§ ARTICLE:
Then there’s a deal the bank made in India: last June, Newcombe signed a letter of intent to purchase 880,000 tons of carbon credits from the FaL-G brick and block industry. FaL-G bricks and blocks are made from fly ash, a byproduct of coal combustion. Unlike clay bricks, they can be constructed without the use of thermal energy, ostensibly making them a greener choice. But it’s not that simple. “Coal fly ash typically contains a range of heavy metals, a range of radioactive elements, a range of poly-aromatic hydrocarbons, and other semi-volatile contaminants,” says Pat Costner, former senior scientist at Greenpeace, noting that those handling the material are at great risk of exposure. “The thought of turning over the management of fly ash to the hundreds or perhaps thousands of tiny brick-making operations in India is enough to make the soul shiver.”
Photo: Tamra Gilbertson, Carbon Trade Watch.
In Brazil, a company called Plantar owns a monoculture eucalyptus grove covering about 57,000 acres. The fast-growing trees will be harvested and used as charcoal for the production of low-grade iron. For small farmers nearby, the consequences of this plantation are devastating: streams and swamps have dried up, chemicals contaminate the air and water, and the diverse species that once inhabited the land have all but vanished. These plantations are allegedly avoiding the production of 4.3 million tons of carbon dioxide that would have been emitted had coal been used for smelting. That’s 4.3 million carbon credits that can be sold to a party unwilling to reduce its emissions by the same amount. But in the next two decades, these trees will be cut down. The CO2 produced by northern industries that have bought the PCF’s credits will remain in the atmosphere, on average, 50 to 200 years.
Last year, the bank created another carbon fund, and a third is in the works. In addition, it administers funds for individual countries, including the Netherlands, Italy, Spain, and Denmark. If these projects continue to grow, the World Bank will have helped create — and cornered — a market that undercuts its own mission.
Put Your Money Where Your … Money Is
It’s complicated enough when an institution dedicated to improving conditions around the globe invests in potentially harmful projects. But the World Bank’s fuzzy role doesn’t end there. The bank is also one of the largest public sources of funds for the fossil-fuel industry.
From 1992 through late 2004, the World Bank Group approved $11 billion in financing for 128 fossil-fuel extraction projects in 45 countries. These projects will lead to more than 43 billion tons of carbon-dioxide emissions. And more than 82 percent of World Bank financing for oil extraction has gone to projects that export oil back to wealthy countries.

§ THE TASKS:
a: Answer these questions from the article on the World Bank and carbon credits:
(i) How many tons of carbon credits did Newcombe sign a letter of intent to purchase from the FaL-G brick and block industry?
(ii) About how many acres does Plantar's monoculture eucalyptus grove in Brazil cover?
(iii) From 1992 through late 2004, how much financing did the World Bank Group approve for fossil-fuel extraction projects?
b: Resume the article on the World Bank and carbon credits after its final sentence and keep writing it.
The entries have no connection to the article on the World Bank and carbon credits.

§ DATA EXCERPTS:
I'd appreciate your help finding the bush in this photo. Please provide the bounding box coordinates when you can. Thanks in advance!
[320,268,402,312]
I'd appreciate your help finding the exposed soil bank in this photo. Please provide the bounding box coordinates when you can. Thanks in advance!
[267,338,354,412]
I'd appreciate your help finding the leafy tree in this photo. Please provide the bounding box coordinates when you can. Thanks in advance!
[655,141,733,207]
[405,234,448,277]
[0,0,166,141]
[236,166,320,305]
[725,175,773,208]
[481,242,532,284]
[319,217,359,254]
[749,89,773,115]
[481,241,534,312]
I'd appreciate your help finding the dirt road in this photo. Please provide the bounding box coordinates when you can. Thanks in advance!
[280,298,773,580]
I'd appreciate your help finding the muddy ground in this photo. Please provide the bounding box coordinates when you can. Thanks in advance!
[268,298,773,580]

§ RESULTS OF THE EXERCISE:
a:
(i) 880,000 tons.
(ii) About 57,000 acres.
(iii) $11 billion, for 128 fossil-fuel extraction projects in 45 countries.

b:
This institutional schizophrenia — carbon trader and fossil-fuel financier — evolved over the last couple of decades. Since the 1980s, under pressure from the Reagan administration, the bank has pried open developing countries’ fossil-fuel sectors in order to satisfy the growing import needs of industrialized countries. In 1981, the U.S. Treasury urged the bank to play a lead role in the “expansion and diversification of global energy supplies to enhance security of supplies and reduce OPEC market power over oil prices.” The treasury also noted that, as opposed to the U.S. government, the neutral bank could play an important role in fostering foreign corporate investment in developing countries’ energy sectors.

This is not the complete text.